- WHAT YOU SHOULD DO
Go line by line through the listing below and copy those that hold "glittery".

- EXERCISE MATERIALS
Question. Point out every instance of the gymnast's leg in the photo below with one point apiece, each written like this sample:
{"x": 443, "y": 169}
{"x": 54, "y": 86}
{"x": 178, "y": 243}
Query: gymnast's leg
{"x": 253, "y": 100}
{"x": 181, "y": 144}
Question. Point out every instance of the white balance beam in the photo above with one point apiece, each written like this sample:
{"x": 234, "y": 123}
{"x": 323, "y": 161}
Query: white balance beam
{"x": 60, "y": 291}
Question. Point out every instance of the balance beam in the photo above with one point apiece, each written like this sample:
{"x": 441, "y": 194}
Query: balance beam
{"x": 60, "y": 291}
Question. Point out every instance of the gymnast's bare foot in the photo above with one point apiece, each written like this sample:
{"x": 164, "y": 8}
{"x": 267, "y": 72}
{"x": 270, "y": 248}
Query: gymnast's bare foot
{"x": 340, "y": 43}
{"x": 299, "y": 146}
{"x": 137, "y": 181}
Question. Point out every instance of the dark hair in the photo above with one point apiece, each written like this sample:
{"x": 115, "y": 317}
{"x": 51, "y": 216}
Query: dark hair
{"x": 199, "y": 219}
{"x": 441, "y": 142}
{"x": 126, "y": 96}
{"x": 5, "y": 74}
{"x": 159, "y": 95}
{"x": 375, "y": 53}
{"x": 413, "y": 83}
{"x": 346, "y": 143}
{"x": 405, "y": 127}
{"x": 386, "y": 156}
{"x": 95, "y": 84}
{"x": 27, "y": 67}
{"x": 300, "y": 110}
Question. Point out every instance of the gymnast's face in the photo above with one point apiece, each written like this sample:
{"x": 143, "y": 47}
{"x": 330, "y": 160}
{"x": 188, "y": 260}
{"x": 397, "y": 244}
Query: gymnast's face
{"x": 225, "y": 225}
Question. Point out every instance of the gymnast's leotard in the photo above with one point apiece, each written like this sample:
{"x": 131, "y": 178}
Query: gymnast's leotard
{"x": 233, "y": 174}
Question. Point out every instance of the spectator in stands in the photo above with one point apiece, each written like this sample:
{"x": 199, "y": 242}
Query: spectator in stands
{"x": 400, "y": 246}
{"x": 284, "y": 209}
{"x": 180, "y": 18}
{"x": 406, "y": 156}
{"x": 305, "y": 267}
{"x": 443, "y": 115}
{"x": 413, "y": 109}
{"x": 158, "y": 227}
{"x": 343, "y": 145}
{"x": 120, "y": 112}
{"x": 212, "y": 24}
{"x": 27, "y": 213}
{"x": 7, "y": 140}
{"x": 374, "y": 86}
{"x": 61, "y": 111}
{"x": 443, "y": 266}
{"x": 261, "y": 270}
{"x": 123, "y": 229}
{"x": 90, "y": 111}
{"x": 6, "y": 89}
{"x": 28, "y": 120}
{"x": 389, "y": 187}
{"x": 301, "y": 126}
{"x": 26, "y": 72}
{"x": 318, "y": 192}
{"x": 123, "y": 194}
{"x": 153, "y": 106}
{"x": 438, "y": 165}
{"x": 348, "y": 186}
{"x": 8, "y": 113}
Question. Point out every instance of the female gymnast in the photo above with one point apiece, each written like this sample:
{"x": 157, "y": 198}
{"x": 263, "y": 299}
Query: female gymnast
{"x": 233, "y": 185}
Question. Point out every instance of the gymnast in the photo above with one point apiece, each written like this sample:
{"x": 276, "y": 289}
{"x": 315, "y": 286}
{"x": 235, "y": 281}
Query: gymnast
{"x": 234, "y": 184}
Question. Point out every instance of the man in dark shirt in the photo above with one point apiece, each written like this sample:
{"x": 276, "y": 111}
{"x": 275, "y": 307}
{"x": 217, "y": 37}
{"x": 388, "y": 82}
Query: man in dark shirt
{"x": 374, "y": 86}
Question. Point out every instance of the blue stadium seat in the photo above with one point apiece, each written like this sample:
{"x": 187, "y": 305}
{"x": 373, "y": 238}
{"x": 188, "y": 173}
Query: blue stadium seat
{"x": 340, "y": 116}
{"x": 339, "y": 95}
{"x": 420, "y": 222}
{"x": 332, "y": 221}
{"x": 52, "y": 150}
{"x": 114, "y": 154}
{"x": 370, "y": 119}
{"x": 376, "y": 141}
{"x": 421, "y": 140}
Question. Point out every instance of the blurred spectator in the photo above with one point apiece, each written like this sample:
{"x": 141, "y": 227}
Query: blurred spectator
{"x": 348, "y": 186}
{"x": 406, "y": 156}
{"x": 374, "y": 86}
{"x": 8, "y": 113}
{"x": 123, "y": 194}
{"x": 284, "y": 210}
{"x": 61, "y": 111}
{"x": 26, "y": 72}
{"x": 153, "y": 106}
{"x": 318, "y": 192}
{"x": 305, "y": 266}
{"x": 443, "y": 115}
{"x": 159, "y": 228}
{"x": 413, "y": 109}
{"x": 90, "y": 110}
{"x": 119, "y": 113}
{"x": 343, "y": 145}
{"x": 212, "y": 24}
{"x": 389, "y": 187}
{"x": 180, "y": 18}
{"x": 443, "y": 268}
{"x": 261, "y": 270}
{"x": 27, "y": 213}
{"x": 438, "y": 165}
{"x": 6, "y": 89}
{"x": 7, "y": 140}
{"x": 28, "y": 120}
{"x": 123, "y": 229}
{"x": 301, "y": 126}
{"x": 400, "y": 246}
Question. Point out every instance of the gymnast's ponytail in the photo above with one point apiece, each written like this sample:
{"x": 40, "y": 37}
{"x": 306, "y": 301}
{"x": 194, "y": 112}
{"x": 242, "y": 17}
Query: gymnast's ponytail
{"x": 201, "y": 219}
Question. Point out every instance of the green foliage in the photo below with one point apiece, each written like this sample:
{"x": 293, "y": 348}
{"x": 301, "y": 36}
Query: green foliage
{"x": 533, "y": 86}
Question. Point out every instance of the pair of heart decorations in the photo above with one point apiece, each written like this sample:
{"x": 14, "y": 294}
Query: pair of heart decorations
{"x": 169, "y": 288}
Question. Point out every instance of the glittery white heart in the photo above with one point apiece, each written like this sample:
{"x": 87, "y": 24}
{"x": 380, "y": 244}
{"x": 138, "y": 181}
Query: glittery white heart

- EXERCISE OUTPUT
Question. Point out every instance of the glittery white heart in the photo above with one point apiece, each written like this sample:
Query: glittery white heart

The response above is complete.